### Required work
In the records below, locate the line containing "In this photo, where can the soccer ball", then output that line and all later lines exactly, through the last one.

-------- Available data --------

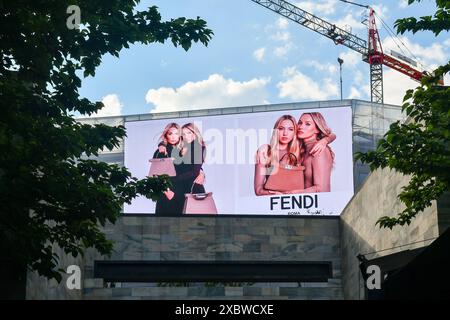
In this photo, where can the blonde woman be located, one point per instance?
(171, 139)
(283, 141)
(189, 156)
(312, 132)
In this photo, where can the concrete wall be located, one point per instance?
(359, 235)
(222, 238)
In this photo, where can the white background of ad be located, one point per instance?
(231, 180)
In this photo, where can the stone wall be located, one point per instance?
(359, 235)
(207, 238)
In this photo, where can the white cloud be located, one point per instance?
(282, 23)
(216, 91)
(351, 58)
(324, 7)
(349, 23)
(354, 93)
(327, 67)
(299, 86)
(403, 4)
(281, 36)
(381, 11)
(358, 77)
(259, 54)
(283, 50)
(429, 56)
(113, 107)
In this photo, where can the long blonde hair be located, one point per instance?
(198, 137)
(322, 126)
(293, 146)
(166, 130)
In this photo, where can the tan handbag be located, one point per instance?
(199, 203)
(162, 166)
(286, 177)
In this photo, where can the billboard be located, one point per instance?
(292, 162)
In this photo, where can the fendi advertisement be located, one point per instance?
(292, 162)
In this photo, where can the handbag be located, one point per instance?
(160, 166)
(285, 177)
(199, 203)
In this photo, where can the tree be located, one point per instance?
(420, 147)
(51, 190)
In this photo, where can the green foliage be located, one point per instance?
(421, 146)
(51, 192)
(436, 24)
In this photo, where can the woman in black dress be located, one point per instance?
(188, 152)
(171, 142)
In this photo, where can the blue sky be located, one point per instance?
(256, 57)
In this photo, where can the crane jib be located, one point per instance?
(310, 21)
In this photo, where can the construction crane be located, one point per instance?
(371, 50)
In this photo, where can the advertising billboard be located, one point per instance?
(292, 162)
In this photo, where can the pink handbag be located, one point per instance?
(162, 166)
(286, 177)
(199, 203)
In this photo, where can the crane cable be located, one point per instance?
(392, 33)
(394, 36)
(356, 4)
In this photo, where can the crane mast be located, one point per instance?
(371, 50)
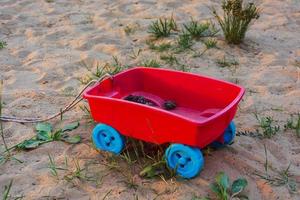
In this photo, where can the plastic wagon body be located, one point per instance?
(205, 106)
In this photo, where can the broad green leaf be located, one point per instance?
(72, 139)
(238, 185)
(70, 127)
(57, 135)
(223, 180)
(44, 127)
(42, 135)
(29, 144)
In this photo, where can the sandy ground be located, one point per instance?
(49, 41)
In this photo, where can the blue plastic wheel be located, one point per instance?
(187, 161)
(108, 139)
(229, 135)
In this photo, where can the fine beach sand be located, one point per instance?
(47, 44)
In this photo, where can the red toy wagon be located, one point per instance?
(164, 106)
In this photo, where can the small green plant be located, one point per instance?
(184, 42)
(279, 178)
(236, 19)
(160, 47)
(293, 124)
(151, 63)
(77, 173)
(45, 134)
(162, 27)
(267, 127)
(53, 167)
(198, 30)
(225, 62)
(224, 190)
(3, 44)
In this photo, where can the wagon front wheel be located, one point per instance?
(228, 136)
(186, 161)
(108, 139)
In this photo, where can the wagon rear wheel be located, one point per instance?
(228, 136)
(108, 139)
(186, 161)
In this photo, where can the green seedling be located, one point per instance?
(266, 126)
(236, 19)
(293, 124)
(3, 44)
(198, 30)
(162, 27)
(45, 134)
(224, 190)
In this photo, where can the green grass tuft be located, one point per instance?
(198, 30)
(236, 19)
(267, 126)
(162, 27)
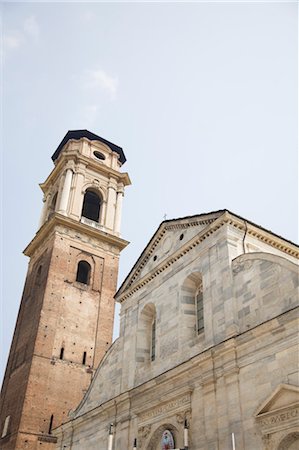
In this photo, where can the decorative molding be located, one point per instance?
(162, 410)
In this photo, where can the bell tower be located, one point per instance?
(65, 321)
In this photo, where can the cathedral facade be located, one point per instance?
(208, 335)
(207, 356)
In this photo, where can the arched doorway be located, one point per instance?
(164, 438)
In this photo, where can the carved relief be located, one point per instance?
(241, 264)
(181, 417)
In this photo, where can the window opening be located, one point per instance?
(153, 341)
(38, 275)
(5, 426)
(51, 424)
(52, 207)
(83, 272)
(91, 206)
(199, 310)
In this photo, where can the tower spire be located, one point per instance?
(65, 321)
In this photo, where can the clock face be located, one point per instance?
(167, 440)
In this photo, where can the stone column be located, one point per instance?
(78, 195)
(117, 218)
(65, 192)
(44, 210)
(110, 212)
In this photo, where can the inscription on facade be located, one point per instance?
(165, 408)
(281, 417)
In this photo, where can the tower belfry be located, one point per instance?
(65, 321)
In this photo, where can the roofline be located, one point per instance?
(220, 212)
(79, 134)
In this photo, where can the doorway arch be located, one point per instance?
(289, 442)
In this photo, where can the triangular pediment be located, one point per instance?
(284, 396)
(170, 237)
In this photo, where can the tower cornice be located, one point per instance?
(59, 219)
(76, 159)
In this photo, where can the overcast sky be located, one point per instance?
(201, 96)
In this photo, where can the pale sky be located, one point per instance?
(201, 96)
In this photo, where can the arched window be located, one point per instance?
(192, 301)
(52, 206)
(91, 206)
(147, 335)
(38, 276)
(83, 272)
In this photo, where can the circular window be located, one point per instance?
(99, 155)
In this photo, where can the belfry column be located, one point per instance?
(110, 212)
(119, 199)
(65, 192)
(44, 210)
(78, 194)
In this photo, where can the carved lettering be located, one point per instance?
(165, 408)
(282, 417)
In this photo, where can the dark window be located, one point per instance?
(153, 341)
(83, 272)
(38, 276)
(91, 206)
(51, 424)
(199, 310)
(99, 155)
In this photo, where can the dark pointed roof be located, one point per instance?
(79, 134)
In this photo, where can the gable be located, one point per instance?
(171, 236)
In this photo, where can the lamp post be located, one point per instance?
(233, 441)
(110, 437)
(186, 444)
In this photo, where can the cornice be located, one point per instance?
(132, 287)
(152, 246)
(76, 158)
(214, 224)
(58, 219)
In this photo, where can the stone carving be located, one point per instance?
(143, 433)
(165, 408)
(241, 264)
(180, 417)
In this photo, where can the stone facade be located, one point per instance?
(235, 375)
(64, 325)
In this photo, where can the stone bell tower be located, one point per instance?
(65, 321)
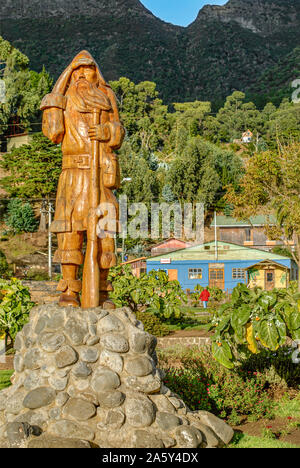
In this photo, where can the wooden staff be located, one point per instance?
(91, 270)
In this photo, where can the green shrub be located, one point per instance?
(37, 275)
(277, 366)
(4, 267)
(253, 320)
(15, 305)
(20, 217)
(204, 384)
(154, 291)
(152, 324)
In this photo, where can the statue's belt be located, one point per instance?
(78, 161)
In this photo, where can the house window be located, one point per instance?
(248, 234)
(195, 273)
(238, 273)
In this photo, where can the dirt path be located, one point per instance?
(189, 333)
(6, 362)
(278, 426)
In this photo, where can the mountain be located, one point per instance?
(226, 48)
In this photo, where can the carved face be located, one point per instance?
(87, 72)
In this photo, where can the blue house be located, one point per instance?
(225, 265)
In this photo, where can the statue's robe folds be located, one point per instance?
(63, 122)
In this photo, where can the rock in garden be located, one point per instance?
(139, 366)
(71, 430)
(66, 356)
(75, 332)
(81, 370)
(144, 439)
(110, 399)
(74, 390)
(79, 409)
(33, 359)
(89, 354)
(51, 342)
(111, 360)
(219, 427)
(57, 442)
(42, 396)
(139, 412)
(110, 323)
(115, 342)
(188, 437)
(105, 380)
(167, 421)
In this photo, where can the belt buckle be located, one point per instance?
(81, 161)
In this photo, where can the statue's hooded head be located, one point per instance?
(85, 65)
(87, 88)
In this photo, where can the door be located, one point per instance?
(216, 278)
(269, 280)
(173, 275)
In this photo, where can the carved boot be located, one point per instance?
(70, 289)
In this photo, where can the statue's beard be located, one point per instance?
(87, 97)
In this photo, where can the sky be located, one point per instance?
(180, 12)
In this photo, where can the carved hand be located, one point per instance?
(99, 133)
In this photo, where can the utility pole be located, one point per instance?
(126, 179)
(50, 210)
(216, 238)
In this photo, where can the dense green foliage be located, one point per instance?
(20, 217)
(204, 384)
(152, 324)
(5, 378)
(152, 293)
(253, 320)
(4, 268)
(33, 170)
(15, 305)
(217, 53)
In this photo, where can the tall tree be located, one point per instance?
(24, 88)
(271, 185)
(33, 170)
(201, 172)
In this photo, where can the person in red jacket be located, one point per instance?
(204, 297)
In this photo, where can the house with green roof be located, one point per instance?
(250, 233)
(224, 265)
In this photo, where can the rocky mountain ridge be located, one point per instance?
(226, 48)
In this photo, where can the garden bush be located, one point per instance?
(152, 324)
(153, 292)
(37, 275)
(204, 384)
(277, 367)
(4, 267)
(20, 217)
(254, 320)
(15, 305)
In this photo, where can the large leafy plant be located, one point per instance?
(152, 291)
(254, 320)
(15, 305)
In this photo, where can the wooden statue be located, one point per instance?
(81, 113)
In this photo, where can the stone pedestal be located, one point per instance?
(88, 378)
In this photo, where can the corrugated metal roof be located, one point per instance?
(260, 220)
(226, 251)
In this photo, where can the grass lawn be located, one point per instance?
(247, 441)
(5, 378)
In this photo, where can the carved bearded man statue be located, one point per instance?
(68, 119)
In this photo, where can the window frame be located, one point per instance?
(238, 276)
(195, 269)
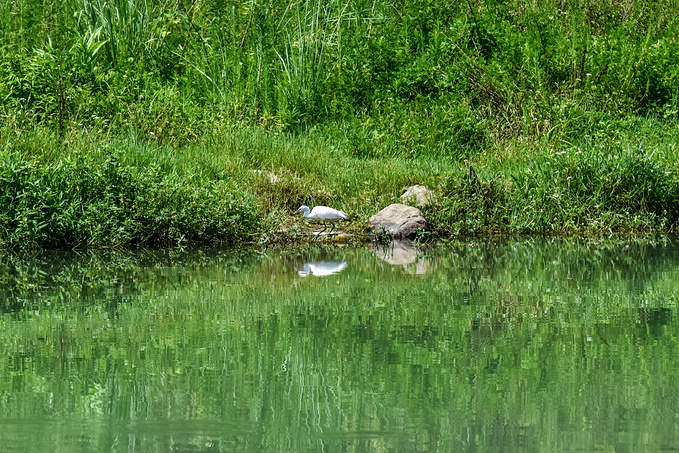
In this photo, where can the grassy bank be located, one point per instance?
(141, 122)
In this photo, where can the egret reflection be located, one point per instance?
(322, 268)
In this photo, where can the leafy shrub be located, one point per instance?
(83, 203)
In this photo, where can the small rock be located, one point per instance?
(399, 220)
(421, 195)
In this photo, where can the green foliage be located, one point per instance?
(81, 202)
(292, 64)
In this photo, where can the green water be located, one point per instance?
(517, 346)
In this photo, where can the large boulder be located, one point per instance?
(418, 196)
(399, 220)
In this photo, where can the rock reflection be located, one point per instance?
(403, 253)
(322, 268)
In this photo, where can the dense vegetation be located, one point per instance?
(132, 121)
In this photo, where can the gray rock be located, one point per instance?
(399, 220)
(418, 196)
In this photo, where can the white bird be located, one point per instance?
(324, 214)
(322, 268)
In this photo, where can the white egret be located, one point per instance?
(323, 214)
(322, 268)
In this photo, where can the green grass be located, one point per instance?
(567, 116)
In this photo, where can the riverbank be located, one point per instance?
(242, 185)
(162, 123)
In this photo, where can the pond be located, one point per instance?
(529, 345)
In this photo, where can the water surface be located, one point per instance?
(516, 346)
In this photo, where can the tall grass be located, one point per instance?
(540, 117)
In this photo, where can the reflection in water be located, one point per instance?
(402, 252)
(322, 268)
(516, 346)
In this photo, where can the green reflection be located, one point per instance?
(529, 345)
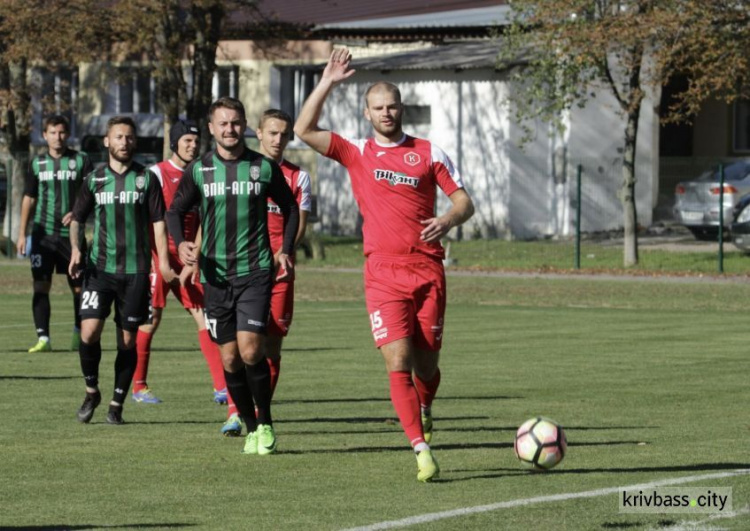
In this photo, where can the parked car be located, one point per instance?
(741, 224)
(697, 201)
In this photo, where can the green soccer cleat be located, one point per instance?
(41, 346)
(251, 444)
(75, 341)
(266, 440)
(427, 467)
(427, 427)
(232, 427)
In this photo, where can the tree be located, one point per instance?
(26, 28)
(176, 35)
(628, 47)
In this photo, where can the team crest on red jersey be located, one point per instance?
(412, 159)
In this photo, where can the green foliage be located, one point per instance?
(644, 376)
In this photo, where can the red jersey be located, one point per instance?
(169, 176)
(299, 181)
(395, 188)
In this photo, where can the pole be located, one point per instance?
(721, 218)
(11, 252)
(578, 217)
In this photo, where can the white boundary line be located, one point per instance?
(170, 317)
(432, 517)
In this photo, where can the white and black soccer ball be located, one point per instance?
(540, 443)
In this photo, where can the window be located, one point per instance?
(741, 126)
(132, 90)
(290, 87)
(417, 114)
(225, 82)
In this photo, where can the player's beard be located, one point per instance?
(124, 158)
(389, 130)
(234, 142)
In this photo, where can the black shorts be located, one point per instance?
(51, 254)
(130, 293)
(238, 304)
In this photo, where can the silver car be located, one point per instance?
(697, 201)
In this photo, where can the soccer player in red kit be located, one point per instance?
(274, 132)
(394, 179)
(183, 137)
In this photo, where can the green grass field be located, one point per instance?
(649, 378)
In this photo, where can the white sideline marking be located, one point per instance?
(432, 517)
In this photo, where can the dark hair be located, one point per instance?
(227, 103)
(121, 120)
(56, 119)
(180, 129)
(383, 85)
(277, 114)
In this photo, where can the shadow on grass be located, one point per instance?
(497, 473)
(63, 527)
(24, 377)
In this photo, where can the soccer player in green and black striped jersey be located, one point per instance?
(52, 182)
(231, 186)
(126, 200)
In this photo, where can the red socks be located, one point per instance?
(427, 390)
(275, 367)
(406, 403)
(211, 352)
(143, 350)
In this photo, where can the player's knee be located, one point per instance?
(42, 286)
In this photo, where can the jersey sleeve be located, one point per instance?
(87, 166)
(304, 191)
(343, 150)
(186, 198)
(84, 203)
(282, 195)
(155, 199)
(446, 174)
(31, 184)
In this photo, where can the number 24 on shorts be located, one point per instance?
(89, 299)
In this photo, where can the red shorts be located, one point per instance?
(405, 298)
(190, 296)
(282, 309)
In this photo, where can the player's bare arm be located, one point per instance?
(74, 268)
(191, 272)
(162, 251)
(461, 210)
(306, 127)
(27, 206)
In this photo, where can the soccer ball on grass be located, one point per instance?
(540, 443)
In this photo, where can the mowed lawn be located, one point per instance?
(649, 377)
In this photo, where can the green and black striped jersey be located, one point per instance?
(124, 207)
(232, 197)
(54, 183)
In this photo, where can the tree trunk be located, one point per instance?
(627, 192)
(171, 86)
(207, 24)
(17, 131)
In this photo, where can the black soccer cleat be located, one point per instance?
(114, 415)
(90, 403)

--------

### Answer for the task
In this photo, where can the soccer ball on grass be located, one point per instance?
(540, 443)
In this photo, where can the mowed lawn be located, one point per instance?
(649, 377)
In this photo, where can the green and black striped jersey be located, one point per instance?
(124, 207)
(232, 197)
(54, 183)
In this photo, where can the tree trunk be located, one point per instance?
(627, 192)
(171, 86)
(207, 24)
(17, 131)
In this photo, where can the black soccer cleat be located, one point per instance?
(114, 415)
(90, 403)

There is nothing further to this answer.